- _WHAT YOU WILL DO_: Please copy the material below word for word, keeping every line in its original order.

>> Begin

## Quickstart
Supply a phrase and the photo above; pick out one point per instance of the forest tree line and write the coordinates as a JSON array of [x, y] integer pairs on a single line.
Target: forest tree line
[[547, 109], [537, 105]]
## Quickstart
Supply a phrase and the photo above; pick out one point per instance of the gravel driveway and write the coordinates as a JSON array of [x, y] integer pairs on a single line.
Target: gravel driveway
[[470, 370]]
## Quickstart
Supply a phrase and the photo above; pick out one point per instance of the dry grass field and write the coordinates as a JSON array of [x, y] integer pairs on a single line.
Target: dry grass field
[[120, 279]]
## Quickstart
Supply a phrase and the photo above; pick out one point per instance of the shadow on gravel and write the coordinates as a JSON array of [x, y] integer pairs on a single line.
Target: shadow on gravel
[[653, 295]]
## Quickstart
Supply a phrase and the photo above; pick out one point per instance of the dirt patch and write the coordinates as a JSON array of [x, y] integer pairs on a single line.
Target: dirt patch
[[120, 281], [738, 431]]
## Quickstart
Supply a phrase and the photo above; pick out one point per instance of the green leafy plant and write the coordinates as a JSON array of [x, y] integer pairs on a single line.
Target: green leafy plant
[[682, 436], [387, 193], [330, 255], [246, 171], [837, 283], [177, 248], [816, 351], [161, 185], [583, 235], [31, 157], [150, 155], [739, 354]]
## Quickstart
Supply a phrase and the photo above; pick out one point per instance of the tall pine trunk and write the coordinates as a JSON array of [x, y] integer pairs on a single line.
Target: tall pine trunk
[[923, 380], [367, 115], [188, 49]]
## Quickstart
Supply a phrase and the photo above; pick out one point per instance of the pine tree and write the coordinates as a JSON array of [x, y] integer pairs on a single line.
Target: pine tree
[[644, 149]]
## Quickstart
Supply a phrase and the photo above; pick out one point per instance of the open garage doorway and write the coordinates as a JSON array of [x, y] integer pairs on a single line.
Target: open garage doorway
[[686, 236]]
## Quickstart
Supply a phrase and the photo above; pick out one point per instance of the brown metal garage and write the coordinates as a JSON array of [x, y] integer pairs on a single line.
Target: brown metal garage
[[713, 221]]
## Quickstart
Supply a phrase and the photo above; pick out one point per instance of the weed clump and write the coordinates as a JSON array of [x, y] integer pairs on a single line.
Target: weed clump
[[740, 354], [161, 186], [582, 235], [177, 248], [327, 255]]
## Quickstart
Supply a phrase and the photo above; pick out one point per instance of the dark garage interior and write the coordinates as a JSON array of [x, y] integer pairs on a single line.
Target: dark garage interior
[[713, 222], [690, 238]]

>> End

- _RESPONSE FOR THIS EXERCISE_:
## Quickstart
Supply a phrase and the photo above; pick out one point per instance of the forest tree line and write the coordinates as a JSON array of [x, y] integer pairs on a single line.
Target: forest tree line
[[547, 109], [537, 105]]
## Quickstart
Supply a phrase and the photo above; pick out one point per instance of the gravel driveway and write the coordinates as a JSON array of [x, y] integer pairs on a single line.
Target: gravel driveway
[[470, 370]]
## Quickstart
Supply a phrase and the photo above; pick out one point per instance of the dry grass field and write the coordinates as a JSON array of [x, y] integer pairs on a single line.
Target: dry grass field
[[120, 279]]
## Quickstart
Supply a phrase and the photo above; pick out one point per instance of the shadow on gravel and write the coordinates as a JSON array of [x, y] integer pairs on a single line.
Target: shadow on gravel
[[653, 295]]
## Quickstart
Supply a phrase and the photo above; pick out one point per instance of the dirt patch and write the coordinates as a JSON array of [x, y] integer pairs on a single line.
Target: dirt patch
[[120, 281], [738, 431]]
## Quickstart
Supply a phrase and the photo above; pick out one point per instance of the green leafy plant and write the coordinates as a JSON array of [x, y] integer pairs on a single line.
Target: green leafy plant
[[682, 436], [387, 193], [330, 255], [246, 171], [837, 283], [177, 248], [816, 351], [161, 185], [583, 235], [31, 157], [150, 155], [739, 354]]
## Quickstart
Supply a phrase and the photo above; pick out one point per instance of the tall pine trunk and write the coordinates as a JSON array of [x, y] integer pairs on a single line.
Target: tall pine trunk
[[923, 380], [367, 115], [188, 49]]
## Quickstart
Supply a phrase and the photo above; pick out one point per instance of the pine tree and write the coordinates as a JSON array of [x, y] integer pairs on a single line.
Target: pine tree
[[644, 149]]
## Quickstart
Supply a phrase and the photo above; pick out one point per instance of the open garage doorway and write the coordinates as a JSON array of [x, y] integer pairs on a single line.
Target: open garage doorway
[[686, 236]]
## Quickstart
Supply a phrase and the photo above; pick out one point per instance of the brown metal garage and write the coordinates as a JSON array of [x, y] integer pairs on a single line.
Target: brown metal garage
[[713, 221]]
## Quickstart
Supply a phrase and the photo above; pick out one point per instance of the weed clump and write the coordinates as a JSON array of [x, y] integer pairs on a single line.
Target: weed clump
[[740, 354], [161, 186], [582, 235], [177, 248], [327, 255]]
## Quickstart
Supply a phrase and the photo above; pick out one point per instance of the dark garage interior and write the coordinates as a JSON array of [x, y] integer pairs on a single line.
Target: dark garage interior
[[713, 222], [690, 238]]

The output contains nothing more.